* _Directions for this task_
All records below should be repeated exactly, with the pictures left out.

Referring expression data
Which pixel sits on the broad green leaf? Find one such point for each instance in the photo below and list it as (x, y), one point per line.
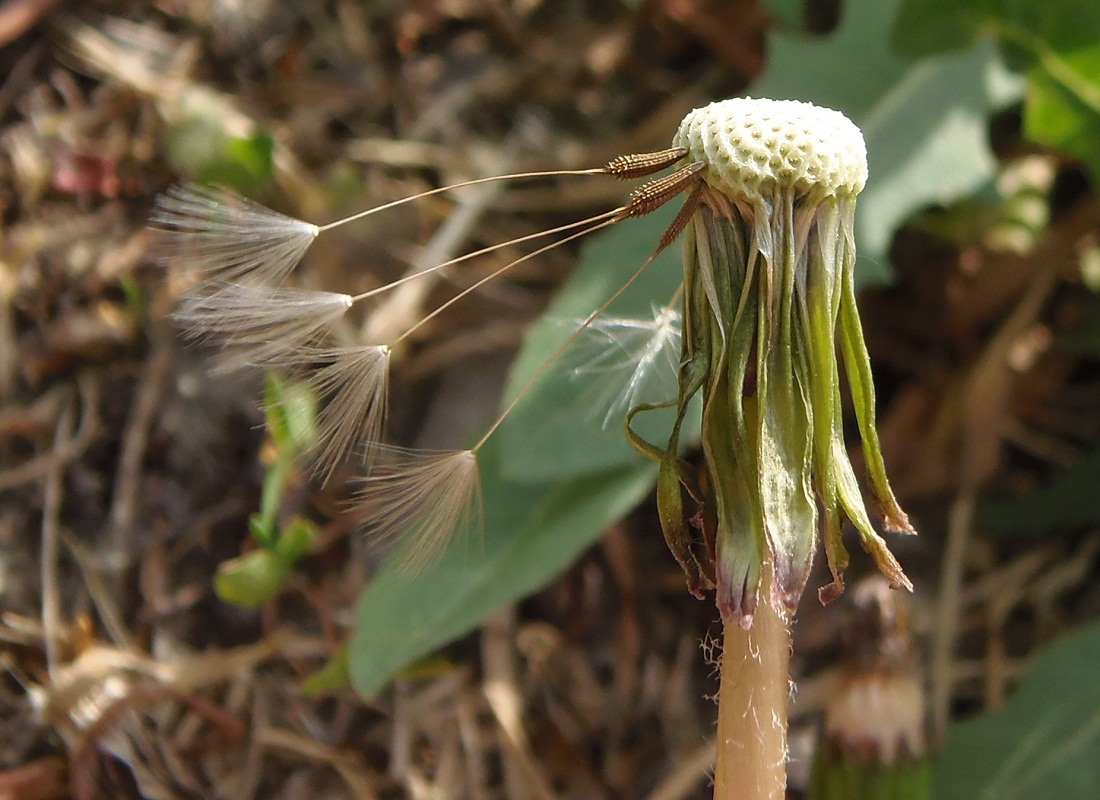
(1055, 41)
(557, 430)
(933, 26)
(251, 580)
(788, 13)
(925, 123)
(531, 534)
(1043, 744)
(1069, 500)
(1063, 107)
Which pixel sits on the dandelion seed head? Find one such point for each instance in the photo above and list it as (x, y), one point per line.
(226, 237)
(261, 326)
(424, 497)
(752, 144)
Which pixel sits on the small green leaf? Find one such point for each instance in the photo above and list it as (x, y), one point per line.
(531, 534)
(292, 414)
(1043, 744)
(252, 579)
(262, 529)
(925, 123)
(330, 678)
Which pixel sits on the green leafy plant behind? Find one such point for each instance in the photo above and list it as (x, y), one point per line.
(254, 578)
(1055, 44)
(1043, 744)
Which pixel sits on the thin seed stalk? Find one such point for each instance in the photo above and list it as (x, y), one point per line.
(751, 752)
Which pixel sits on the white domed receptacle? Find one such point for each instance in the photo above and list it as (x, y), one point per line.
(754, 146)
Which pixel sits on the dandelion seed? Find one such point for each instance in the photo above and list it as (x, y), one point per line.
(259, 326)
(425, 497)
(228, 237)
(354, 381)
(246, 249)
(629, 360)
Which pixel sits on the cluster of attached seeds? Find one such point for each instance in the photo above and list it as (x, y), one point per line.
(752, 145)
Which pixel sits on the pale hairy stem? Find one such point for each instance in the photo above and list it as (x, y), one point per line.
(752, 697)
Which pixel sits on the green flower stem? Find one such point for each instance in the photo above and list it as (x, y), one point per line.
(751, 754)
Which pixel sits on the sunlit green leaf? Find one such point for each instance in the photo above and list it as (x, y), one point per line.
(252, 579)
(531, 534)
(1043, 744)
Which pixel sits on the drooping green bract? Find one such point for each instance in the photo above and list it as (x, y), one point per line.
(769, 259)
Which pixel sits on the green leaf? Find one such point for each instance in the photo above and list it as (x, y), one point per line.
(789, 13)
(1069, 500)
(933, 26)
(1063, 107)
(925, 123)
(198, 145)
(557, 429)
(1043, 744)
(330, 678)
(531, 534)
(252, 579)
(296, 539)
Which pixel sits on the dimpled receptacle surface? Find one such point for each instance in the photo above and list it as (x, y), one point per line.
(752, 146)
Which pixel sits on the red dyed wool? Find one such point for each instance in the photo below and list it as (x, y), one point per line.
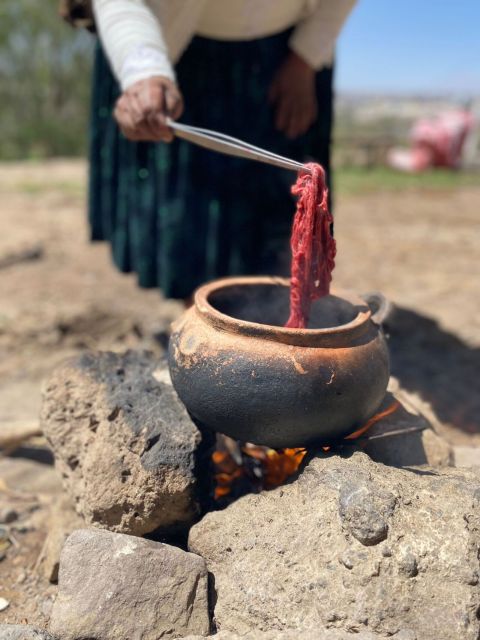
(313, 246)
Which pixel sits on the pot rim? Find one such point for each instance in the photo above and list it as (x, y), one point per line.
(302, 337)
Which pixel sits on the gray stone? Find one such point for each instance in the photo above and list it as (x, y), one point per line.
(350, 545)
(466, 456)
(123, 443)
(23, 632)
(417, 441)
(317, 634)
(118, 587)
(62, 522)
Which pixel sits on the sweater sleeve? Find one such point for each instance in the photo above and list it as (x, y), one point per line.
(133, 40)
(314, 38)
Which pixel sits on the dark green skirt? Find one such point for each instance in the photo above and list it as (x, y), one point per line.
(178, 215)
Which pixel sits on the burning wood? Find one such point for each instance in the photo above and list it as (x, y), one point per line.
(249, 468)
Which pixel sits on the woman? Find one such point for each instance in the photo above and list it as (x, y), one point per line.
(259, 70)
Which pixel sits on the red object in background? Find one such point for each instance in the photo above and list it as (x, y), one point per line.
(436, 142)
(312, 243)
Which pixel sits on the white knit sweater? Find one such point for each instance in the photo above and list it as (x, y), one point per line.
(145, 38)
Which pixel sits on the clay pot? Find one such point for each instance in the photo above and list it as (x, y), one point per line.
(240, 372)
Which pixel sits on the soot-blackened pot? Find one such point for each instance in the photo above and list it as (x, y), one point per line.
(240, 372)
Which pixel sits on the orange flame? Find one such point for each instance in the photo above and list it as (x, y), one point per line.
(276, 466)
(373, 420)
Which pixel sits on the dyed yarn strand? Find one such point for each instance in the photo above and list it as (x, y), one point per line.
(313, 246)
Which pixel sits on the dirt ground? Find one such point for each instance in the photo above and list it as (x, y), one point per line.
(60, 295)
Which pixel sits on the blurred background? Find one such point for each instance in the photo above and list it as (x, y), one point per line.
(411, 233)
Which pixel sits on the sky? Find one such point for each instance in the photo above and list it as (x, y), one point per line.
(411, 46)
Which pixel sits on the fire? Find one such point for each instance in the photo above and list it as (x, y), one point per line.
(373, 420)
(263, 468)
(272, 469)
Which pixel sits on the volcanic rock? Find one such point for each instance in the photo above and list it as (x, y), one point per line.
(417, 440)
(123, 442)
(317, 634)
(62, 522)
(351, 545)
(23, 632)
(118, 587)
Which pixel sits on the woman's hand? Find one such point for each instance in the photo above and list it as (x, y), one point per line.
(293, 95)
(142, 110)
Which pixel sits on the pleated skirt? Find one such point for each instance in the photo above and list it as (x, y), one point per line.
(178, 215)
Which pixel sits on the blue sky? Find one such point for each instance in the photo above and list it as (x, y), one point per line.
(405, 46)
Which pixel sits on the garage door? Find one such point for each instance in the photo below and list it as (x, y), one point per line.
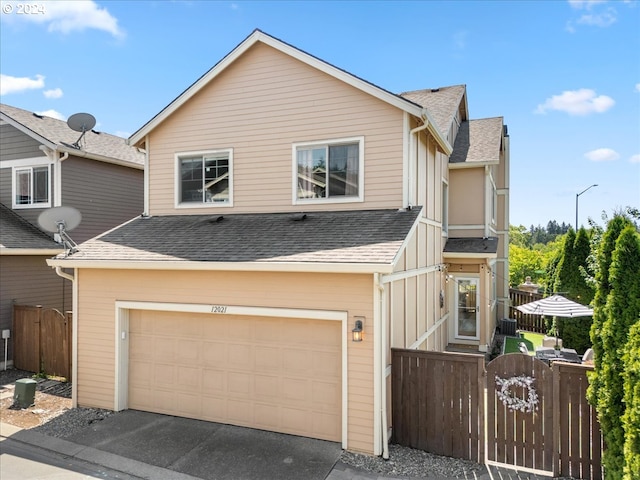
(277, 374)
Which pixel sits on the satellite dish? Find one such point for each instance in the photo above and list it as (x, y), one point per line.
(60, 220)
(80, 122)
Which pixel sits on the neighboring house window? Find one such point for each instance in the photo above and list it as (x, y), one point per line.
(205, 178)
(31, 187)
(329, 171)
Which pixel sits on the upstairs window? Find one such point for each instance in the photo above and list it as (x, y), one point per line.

* _Written response_
Which pixel sits on the broad green leaf? Find one such point for each instance in the photo below and list it as (x, y), one point per line.
(1055, 41)
(557, 430)
(933, 26)
(251, 580)
(788, 13)
(925, 123)
(531, 534)
(1043, 744)
(1069, 500)
(1063, 107)
Which pixel sits on the dandelion seed head? Find one such point for each instance in the photo above and list it as (x, y), one point per line.
(226, 237)
(261, 326)
(424, 497)
(752, 144)
Which pixel sits on the small green leaf? Find one such point for each instance in the photo above and list it as (x, y), one point per line.
(531, 534)
(292, 414)
(1043, 744)
(252, 579)
(262, 529)
(925, 123)
(330, 678)
Which pixel sits on the green leafy plant behind? Find one such point for each instance in the photo above and list it as (x, y), one point per line.
(254, 578)
(1055, 44)
(1043, 744)
Which pixel sits on the thin seed stalk? Find one such point for each instance in the photo above and list it as (x, y), one point per line.
(751, 752)
Which pixel sits on the white domed receptacle? Find one such point for each instance in the photo above and list it as (x, y), one point per line.
(754, 146)
Which pixel sits on the dandelion seed? Find one such point for each instance in the photo above and list it as (x, y), one point per line.
(259, 326)
(425, 497)
(228, 237)
(354, 381)
(246, 249)
(629, 360)
Which pixel sits on the cluster of attached seeds? Find one such point for each instance in the photo above and list it as (x, y), one point per line.
(752, 145)
Which pixel sits on the pale hairy stem? Find one such point for each instance in the photo above and list it as (x, y), one point per line.
(752, 697)
Which pixel sits on the green flower stem? Find one such point for each instance in the photo above and list it as (x, y), one point per line.
(751, 754)
Which pixel sits on the sunlit green leaf? Find one such point for each instance in the photo above and list it as (x, y), one point per line.
(252, 579)
(531, 534)
(1043, 744)
Which pixel sits on the drooping green bract? Find one such point for each instance in the photo above and list it as (x, y), one point per line.
(769, 259)
Which pixel sits on the green leaf? Find one such point for each instance in the photo above and list it as (x, y), one point per line.
(789, 13)
(1069, 500)
(933, 26)
(1063, 107)
(925, 123)
(198, 145)
(557, 429)
(1043, 744)
(330, 678)
(531, 534)
(252, 579)
(296, 539)
Which pixel sits on the dimpled receptacle surface? Find one such point for each instance in the photo above and list it as (x, y), one point per line.
(752, 146)
Which pixel sits on the red dyed wool? Find one such point for each instance in the photo below and list it as (x, y), one point per line.
(313, 246)
Which pixel sits on the pot rim? Find one such point for each instance in the photo above and list it as (x, y), one point per line.
(302, 337)
Which pixel sits on the gray stone? Find one such point for each instance in the photo above and list it as (x, y), one point per line.
(350, 545)
(466, 456)
(123, 443)
(23, 632)
(417, 441)
(317, 634)
(118, 587)
(62, 522)
Which pixel sits on the sweater sleeve? Find one such point for each instance in the photo above and list it as (x, y), one point per line.
(133, 40)
(314, 38)
Which pixel sits on the dark green skirt? Find one such point for each instance in the photo above and list it as (x, y), one point per line.
(178, 215)
Which pixel sits on the burning wood? Find one such point for each instance in the photo above and list it as (x, y), one point per line.
(249, 468)
Which pixel sits on the woman? Find one such point for each instance in the photo above and list it as (x, y), one point per line.
(259, 70)
Which pixel sits on the red object in background? Find one such point for each instance in the photo above and list it as (x, y), one point per line.
(436, 142)
(312, 243)
Which pixel sits on the white knit sweater? Find one such point for each instance in the photo above and list it as (x, y), one point per line.
(145, 38)
Which pixel sits on the clay pot? Find one such point for each instance in the photo above and list it as (x, y), one point per line.
(240, 372)
Which pixel sits on the soot-blackened pot? Find one such point for each instance in the photo above and list it as (x, y), one point per line.
(240, 372)
Which pixel sits on the orange flame? Find one such point for each instance in the photo above and list it as (x, y), one point per line.
(276, 466)
(373, 420)
Which pixel sits on the dyed yarn strand? Find one such point for each instance in the photo above and list it as (x, y), one point per line.
(313, 246)
Which pixel sits on the dirt ground? Find one such point for each instance in the photo above and list it as (x, y), one point per line.
(60, 295)
Which pixel sits on the blurred background? Find one such point for each instance in the photo above and list it as (x, y), one point per line.
(411, 233)
Which pixel sits on the sky? Find one such point for each instance in the photo above and list it as (x, y), one point per line.
(411, 46)
Which pixel sits on the fire? Find one such point for each instance in the photo above and list it as (x, y), one point per line.
(373, 420)
(263, 468)
(272, 469)
Which pixel sits on the volcanic rock? Find one such point for each instance in the photo above and list it as (x, y), one point per line.
(417, 440)
(123, 442)
(317, 634)
(62, 522)
(351, 545)
(23, 632)
(118, 587)
Which pixel sits on the woman's hand? Find one such point for each instance in the photo above and list it as (x, y), one point per line.
(293, 95)
(142, 110)
Which pixel sits on the pleated skirt? Find one such point for each instance in the photo above and list it as (x, y), one point per line.
(178, 215)
Which pixel sits on the blue sky? Find one such point for each instance in the photo above and list it as (x, y), one point per line.
(405, 46)
Which pixel sits on the garage door? Find one such point for each instance in the photo below and list it as (x, y), one point per line.
(277, 374)
Which pixel sits on the satellite dish? Find one such point for each instance in the photo above and list it as (x, y), one point per line.
(60, 220)
(80, 122)
Which pixel sits on the neighboring house window? Find one such point for each instance in the photo above and list it as (x, y), one point per line.
(205, 178)
(31, 187)
(329, 171)
Which pixel sits on the upstairs window? Find one such point for each instance in the photo above and list it as (x, y), one point per line.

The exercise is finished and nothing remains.